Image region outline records
## Start

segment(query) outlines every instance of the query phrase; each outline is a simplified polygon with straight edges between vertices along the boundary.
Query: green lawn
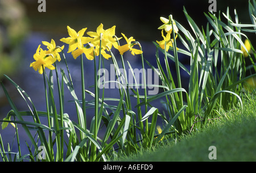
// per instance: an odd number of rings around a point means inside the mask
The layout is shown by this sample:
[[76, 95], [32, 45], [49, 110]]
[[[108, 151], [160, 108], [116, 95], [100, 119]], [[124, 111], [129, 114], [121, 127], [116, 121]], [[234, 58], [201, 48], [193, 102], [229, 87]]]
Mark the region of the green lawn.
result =
[[[256, 161], [256, 97], [243, 108], [235, 108], [220, 120], [171, 142], [154, 151], [121, 159], [122, 161]], [[209, 159], [210, 146], [216, 147], [216, 159]], [[210, 153], [210, 155], [212, 155]]]

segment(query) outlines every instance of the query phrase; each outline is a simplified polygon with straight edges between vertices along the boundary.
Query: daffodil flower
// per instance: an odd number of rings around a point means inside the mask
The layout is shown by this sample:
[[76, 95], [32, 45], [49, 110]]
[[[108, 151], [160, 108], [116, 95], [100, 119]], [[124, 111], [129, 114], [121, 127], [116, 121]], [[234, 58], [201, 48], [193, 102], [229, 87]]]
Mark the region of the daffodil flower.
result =
[[135, 40], [134, 39], [133, 37], [130, 37], [128, 39], [123, 33], [122, 33], [122, 35], [125, 38], [125, 40], [126, 40], [127, 44], [122, 46], [118, 46], [118, 49], [121, 54], [123, 54], [123, 53], [128, 50], [131, 51], [131, 53], [133, 55], [135, 55], [135, 54], [142, 54], [143, 53], [143, 52], [141, 50], [133, 48], [133, 46], [134, 45], [134, 43], [131, 43], [131, 41], [135, 41]]
[[51, 43], [47, 41], [42, 41], [42, 42], [43, 45], [47, 47], [47, 49], [48, 49], [46, 51], [46, 54], [52, 54], [55, 58], [56, 58], [59, 62], [60, 61], [61, 58], [59, 52], [61, 52], [61, 50], [63, 50], [64, 46], [63, 45], [61, 47], [56, 47], [55, 41], [52, 39], [51, 41]]
[[[162, 30], [162, 36], [163, 38], [163, 40], [160, 41], [156, 41], [156, 43], [158, 43], [160, 47], [163, 49], [164, 49], [164, 46], [166, 43], [166, 50], [167, 52], [169, 50], [170, 47], [172, 47], [172, 41], [174, 41], [174, 39], [171, 40], [171, 33], [167, 33], [166, 37], [164, 36], [163, 29]], [[177, 48], [177, 50], [179, 50], [179, 49]]]
[[32, 67], [35, 71], [38, 70], [38, 73], [43, 74], [43, 69], [46, 67], [50, 70], [54, 70], [55, 67], [52, 65], [56, 58], [46, 54], [46, 50], [40, 48], [41, 45], [38, 46], [36, 52], [34, 54], [34, 59], [36, 61], [30, 64], [30, 67]]
[[89, 37], [83, 37], [84, 32], [87, 28], [82, 28], [79, 32], [67, 26], [68, 35], [70, 37], [67, 38], [62, 38], [60, 41], [69, 45], [68, 53], [75, 50], [77, 48], [82, 49], [83, 44], [86, 44], [92, 40], [92, 38]]
[[177, 33], [179, 29], [176, 26], [175, 22], [172, 19], [172, 15], [170, 15], [169, 16], [169, 19], [167, 19], [164, 17], [160, 17], [160, 20], [161, 20], [161, 21], [163, 22], [164, 24], [162, 25], [160, 27], [159, 27], [158, 28], [158, 29], [164, 29], [164, 31], [166, 31], [166, 32], [171, 33], [172, 32], [172, 22], [174, 25], [174, 32]]
[[[250, 51], [251, 50], [251, 45], [250, 44], [250, 43], [247, 39], [245, 40], [245, 46], [247, 49], [247, 52], [250, 52]], [[243, 47], [241, 47], [241, 50], [243, 52], [245, 57], [247, 57], [249, 56], [248, 53]]]
[[[111, 49], [112, 46], [117, 49], [118, 44], [117, 40], [114, 38], [115, 29], [115, 26], [114, 26], [112, 28], [105, 30], [103, 29], [103, 24], [101, 23], [97, 28], [96, 32], [88, 32], [87, 34], [93, 38], [91, 43], [94, 46], [99, 45], [100, 41], [101, 39], [101, 48], [104, 50], [106, 49], [106, 47]], [[118, 38], [118, 39], [120, 39]]]
[[[97, 45], [95, 47], [94, 51], [95, 51], [96, 56], [99, 56], [99, 54], [100, 54], [100, 45]], [[111, 57], [111, 56], [110, 54], [106, 53], [104, 49], [101, 49], [101, 54], [102, 55], [102, 56], [105, 59], [108, 60], [110, 57]]]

## End

* **WHAT IS BEING ASKED**:
Reproduce every one of the records above word for word, leaving out the pictures.

* **SOLUTION BELOW**:
segment(query) outlines every instance of the query phrase; each outline is a simplified polygon with straight edges between vertices along the boundary.
Query: green lawn
// per instance: an odd number of rings around a point means inside the mask
The layout is shown by this sample:
[[76, 95], [32, 45], [49, 110]]
[[[108, 151], [160, 108], [116, 95], [100, 119]], [[124, 111], [129, 114], [121, 127], [116, 121]], [[234, 58], [201, 48], [193, 102], [229, 87]]]
Mark the region of the green lawn.
result =
[[[256, 161], [256, 97], [243, 108], [235, 108], [220, 120], [171, 142], [154, 151], [121, 159], [122, 161]], [[209, 159], [210, 146], [216, 147], [216, 159]], [[210, 153], [210, 155], [212, 155]]]

segment(query) outlines every instance of the query phrase; each outline is a simplified polygon with straight edges between vertices along the boundary.
Query: daffodil flower
// per instance: an odd number of rings around a point means inside the mask
The layout is shown by this sample:
[[76, 95], [32, 45], [49, 110]]
[[[108, 151], [160, 108], [116, 95], [100, 119]], [[124, 111], [129, 114], [121, 127], [116, 121]], [[234, 58], [201, 48], [193, 102], [229, 87]]]
Mark the region of the daffodil flower.
result =
[[135, 40], [134, 39], [133, 37], [130, 37], [128, 39], [123, 33], [122, 33], [122, 35], [125, 38], [125, 40], [126, 40], [127, 44], [122, 46], [118, 46], [118, 49], [121, 54], [123, 54], [123, 53], [128, 50], [131, 51], [131, 53], [133, 55], [135, 55], [135, 54], [142, 54], [143, 53], [143, 52], [141, 50], [133, 48], [133, 46], [134, 45], [134, 43], [131, 43], [131, 41], [135, 41]]
[[51, 43], [47, 41], [42, 41], [42, 42], [43, 45], [47, 47], [47, 49], [48, 49], [46, 51], [46, 54], [52, 54], [55, 58], [56, 58], [59, 62], [60, 61], [61, 58], [59, 52], [61, 52], [61, 50], [63, 50], [64, 46], [63, 45], [61, 47], [56, 47], [55, 41], [52, 39], [51, 41]]
[[[162, 30], [162, 36], [163, 38], [163, 40], [160, 41], [156, 41], [156, 43], [158, 43], [160, 47], [163, 49], [164, 49], [164, 46], [166, 43], [166, 50], [167, 52], [169, 50], [170, 47], [172, 47], [172, 41], [174, 41], [174, 39], [171, 40], [171, 33], [167, 33], [166, 37], [164, 36], [163, 29]], [[177, 48], [177, 50], [179, 50], [179, 49]]]
[[32, 67], [35, 71], [38, 70], [38, 73], [43, 74], [43, 69], [46, 67], [50, 70], [54, 70], [55, 67], [52, 65], [56, 58], [46, 54], [46, 50], [40, 48], [41, 45], [38, 46], [36, 52], [34, 54], [34, 59], [36, 61], [30, 64], [30, 67]]
[[89, 37], [83, 37], [84, 32], [87, 28], [82, 28], [79, 32], [67, 26], [68, 35], [70, 37], [67, 38], [62, 38], [60, 41], [69, 45], [68, 53], [75, 50], [77, 48], [82, 49], [83, 44], [86, 44], [92, 40], [92, 38]]
[[177, 33], [179, 29], [176, 26], [175, 22], [172, 19], [172, 15], [170, 15], [169, 16], [169, 19], [167, 19], [164, 17], [160, 17], [160, 20], [161, 20], [161, 21], [163, 22], [164, 24], [162, 25], [160, 27], [159, 27], [158, 28], [158, 29], [164, 29], [164, 31], [166, 31], [166, 32], [171, 33], [172, 32], [172, 22], [174, 25], [174, 32]]
[[[250, 51], [251, 50], [251, 45], [250, 44], [250, 43], [247, 39], [245, 40], [245, 46], [247, 49], [247, 52], [250, 52]], [[243, 47], [241, 47], [241, 50], [243, 52], [245, 57], [247, 57], [249, 56], [248, 53]]]
[[[111, 49], [112, 46], [117, 49], [118, 44], [117, 40], [114, 38], [115, 29], [115, 26], [114, 26], [112, 28], [105, 30], [103, 29], [103, 24], [101, 23], [97, 28], [96, 32], [88, 32], [87, 34], [93, 38], [91, 43], [94, 46], [99, 45], [100, 41], [101, 39], [101, 48], [104, 50], [106, 49], [106, 47]], [[118, 38], [118, 39], [120, 39]]]
[[[97, 45], [95, 47], [94, 51], [95, 51], [96, 56], [99, 56], [99, 54], [100, 54], [100, 45]], [[111, 57], [111, 56], [110, 54], [106, 53], [104, 49], [101, 49], [101, 54], [102, 55], [102, 56], [105, 59], [108, 60], [110, 57]]]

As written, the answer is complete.